WHAT TO DO:
Copy the data word for word, keeping every line.
====== DATA ENTRIES
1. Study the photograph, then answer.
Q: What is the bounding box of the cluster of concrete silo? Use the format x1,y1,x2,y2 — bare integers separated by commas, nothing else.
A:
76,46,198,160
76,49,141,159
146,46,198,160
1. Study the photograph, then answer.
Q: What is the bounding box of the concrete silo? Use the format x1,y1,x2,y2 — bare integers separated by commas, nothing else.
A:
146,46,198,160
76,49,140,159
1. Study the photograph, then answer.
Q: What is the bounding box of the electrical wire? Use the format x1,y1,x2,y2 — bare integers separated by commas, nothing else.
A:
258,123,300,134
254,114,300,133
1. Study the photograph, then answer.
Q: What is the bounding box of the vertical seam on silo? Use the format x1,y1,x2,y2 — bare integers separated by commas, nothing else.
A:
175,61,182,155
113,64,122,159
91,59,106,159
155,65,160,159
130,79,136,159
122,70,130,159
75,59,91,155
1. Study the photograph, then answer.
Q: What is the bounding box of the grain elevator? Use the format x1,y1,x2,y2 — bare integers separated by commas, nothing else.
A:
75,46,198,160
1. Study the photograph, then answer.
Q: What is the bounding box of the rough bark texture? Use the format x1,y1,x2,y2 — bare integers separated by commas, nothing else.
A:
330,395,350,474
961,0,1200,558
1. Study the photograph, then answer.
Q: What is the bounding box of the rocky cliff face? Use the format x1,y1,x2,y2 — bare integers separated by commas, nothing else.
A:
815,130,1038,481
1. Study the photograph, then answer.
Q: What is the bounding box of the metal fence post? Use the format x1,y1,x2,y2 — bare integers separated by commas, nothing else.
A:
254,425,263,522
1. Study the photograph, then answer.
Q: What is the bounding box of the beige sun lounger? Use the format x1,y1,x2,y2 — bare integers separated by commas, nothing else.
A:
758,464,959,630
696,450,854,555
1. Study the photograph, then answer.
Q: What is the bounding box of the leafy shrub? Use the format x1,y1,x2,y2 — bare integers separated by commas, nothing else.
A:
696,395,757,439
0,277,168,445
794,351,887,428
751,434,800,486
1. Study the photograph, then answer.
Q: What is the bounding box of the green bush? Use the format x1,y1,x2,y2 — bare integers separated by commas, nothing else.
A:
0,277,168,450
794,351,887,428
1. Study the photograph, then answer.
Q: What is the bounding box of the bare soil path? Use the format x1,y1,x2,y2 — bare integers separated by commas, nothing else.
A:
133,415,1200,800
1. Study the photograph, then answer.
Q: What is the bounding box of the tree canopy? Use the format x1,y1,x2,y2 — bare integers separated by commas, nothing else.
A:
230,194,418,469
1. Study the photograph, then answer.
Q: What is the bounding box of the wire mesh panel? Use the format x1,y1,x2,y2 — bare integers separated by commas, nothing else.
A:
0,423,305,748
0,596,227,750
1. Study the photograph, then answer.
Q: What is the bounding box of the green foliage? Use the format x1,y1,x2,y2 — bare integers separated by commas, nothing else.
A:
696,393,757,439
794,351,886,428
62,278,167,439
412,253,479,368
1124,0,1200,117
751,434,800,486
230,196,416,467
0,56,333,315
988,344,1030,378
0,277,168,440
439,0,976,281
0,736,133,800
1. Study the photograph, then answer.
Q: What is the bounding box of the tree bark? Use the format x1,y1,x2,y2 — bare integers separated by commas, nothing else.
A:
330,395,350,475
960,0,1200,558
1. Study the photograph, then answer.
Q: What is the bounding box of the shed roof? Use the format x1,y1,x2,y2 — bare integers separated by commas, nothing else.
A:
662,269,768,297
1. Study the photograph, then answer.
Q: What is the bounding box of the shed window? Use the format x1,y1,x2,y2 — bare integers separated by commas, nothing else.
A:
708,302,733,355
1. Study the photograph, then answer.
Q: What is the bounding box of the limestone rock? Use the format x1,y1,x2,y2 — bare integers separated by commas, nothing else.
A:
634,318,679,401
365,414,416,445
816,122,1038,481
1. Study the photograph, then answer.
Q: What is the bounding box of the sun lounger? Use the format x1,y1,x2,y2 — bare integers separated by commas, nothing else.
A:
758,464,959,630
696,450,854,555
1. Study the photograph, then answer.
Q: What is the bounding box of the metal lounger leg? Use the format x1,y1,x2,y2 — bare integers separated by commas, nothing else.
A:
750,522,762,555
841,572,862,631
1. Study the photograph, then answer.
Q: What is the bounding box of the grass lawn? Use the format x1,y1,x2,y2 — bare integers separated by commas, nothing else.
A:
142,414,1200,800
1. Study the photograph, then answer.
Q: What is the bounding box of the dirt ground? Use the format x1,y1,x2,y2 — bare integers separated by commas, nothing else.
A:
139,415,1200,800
============
EXPECTED ANSWER:
1. Study the photograph, then answer.
Q: What is the bounding box of the cluster of concrete silo? Use the format x1,y1,x2,y2 — bare integers separated by commas, nothing else.
A:
76,46,198,160
76,49,141,159
146,46,198,160
1. Study the photograph, then answer.
Q: What is the bounding box of the concrete silo? Use the format x1,y1,x2,y2 — bare integers separated by commas, nothing else.
A:
146,46,198,160
76,49,140,159
1. Study the photograph, then answer.
Q: What is the bounding box of the electrical wire? Use the format x1,y1,x2,y2 — bare integers separated by commas, nothing else.
A:
258,123,300,134
254,114,300,133
1. Study the photograph, then answer.
Q: What is the bounding box of the vertical seam on silo? Use the format x1,y1,x2,y2 — bare integers separated by commas, nothing else.
A:
175,61,182,155
113,64,122,159
91,59,106,159
155,65,160,159
130,79,136,159
122,70,130,159
75,59,91,155
1. Study the photograph, then answer.
Q: What is the bounding box of the grain elevator? Use the format x1,y1,x2,y2 — bare integers separated by commas, nothing else.
A:
75,46,198,160
1. Study the photograph, then answer.
Q: What is the bounding box of the rough bark texture? Use the format x1,y1,x2,y2 — bare integers separated by commas, nothing else.
A:
330,395,350,474
961,0,1200,558
1. Study the photograph, then answer.
Q: What is the bounding box of the rocky cliff face? Use the format x1,y1,x2,y2 — bare integers separated by commas, nothing else.
A:
815,130,1038,481
1. Study the photograph, then answer.
Q: What is the bounding box of the metal fence post? Use the format x1,y1,x2,y2 — bare integers separated by commas, nothing else.
A:
254,425,263,522
1. Study the photograph, then answer.
Q: What is the bounding box of the beige sun lounger? Use the format x1,y1,x2,y2 — bare integers separated by commas, nothing else.
A:
758,464,959,630
696,450,854,555
1. Study the photograph, then answer.
Q: What is the bounding box of the leafy shrub? Use the format x1,y1,x2,y2 — bare integers separated by commas, nothing else.
A:
696,395,757,439
0,277,168,445
794,351,887,428
751,434,800,486
1. Study the photograph, then answer.
Q: What is the bounding box of the green bush? Use the format x1,y1,x2,y2 — bare integers separated by commas, nothing else.
A:
0,277,168,450
794,351,887,428
1. Study the photograph, then answer.
Q: What is the bounding box of the bare soil path? Use the format x1,y1,x2,y2 — bare integers separated by commas, nothing else.
A:
133,415,1200,800
1. Study the photograph, then answer.
Q: What is the bounding box of the tree canopy? Use the format x1,y1,x2,y2 — bare integers separated by commas, nothing else.
A:
230,194,418,469
1. Study the photograph, then answer.
Q: What is the bounding box of the wire mesh panel? Use the format x1,y1,x2,y2 — bare integers separated by commas, nothing else.
A:
0,423,305,748
0,596,227,750
1. Study the photograph, then answer.
Q: What is the bounding box of the green foliage? Use the format x1,y1,x2,y2 — bare integers separated by commas, nothing else.
A:
696,393,757,439
794,351,886,428
62,278,167,439
412,253,479,368
1124,0,1200,117
751,434,800,486
230,196,416,467
0,56,333,315
988,344,1030,378
0,277,168,440
439,0,976,281
0,736,133,800
1. Study the photograph, then answer.
Q: What is the bounding box of the tree bark? Use the format x1,y1,x2,y2 — bare integers separated by commas, nothing else.
A:
330,395,350,475
960,0,1200,558
1. Study the photograph, then answer.
Q: What is the bounding box of the shed roof? Use the format x1,y1,x2,y2 — bare integers separated by commas, nothing else.
A:
662,269,768,297
1. Study the photograph, then answer.
Q: What is the bounding box of the shed window? Use the format x1,y1,x2,y2 — bare integers separated by commas, nothing else.
A:
708,302,733,355
1. Study the photograph, then answer.
Q: What is the bounding box of the limestone rock? Use the format x1,y1,x2,y2 — bare integers separated by commas, nothing else.
A:
634,318,679,401
365,414,416,445
816,122,1038,481
1. Study the photograph, then answer.
Q: What is the bounding box of the sun lounger? Use the format x1,y1,x2,y2 — bare integers separated by commas, nothing else.
A:
758,464,959,630
696,450,854,555
1. Study the photograph, then answer.
Q: What is the bounding box of the metal lounger leg? Use the format x1,y1,x2,y2 — bare integers separated by commas, nothing else.
A:
750,522,762,555
841,572,862,631
1. Study the photograph, then answer.
Q: What is the bounding box of the grass lawn? Use the format x1,y1,x2,y2 — bare integers separated by commas, nothing else.
A:
142,414,1200,800
1. Study the photograph, then answer.
Q: What is the bounding box of the dirt ground? Use the format x1,y1,x2,y2 — bare integers separated by commas, nothing else.
A:
139,415,1200,800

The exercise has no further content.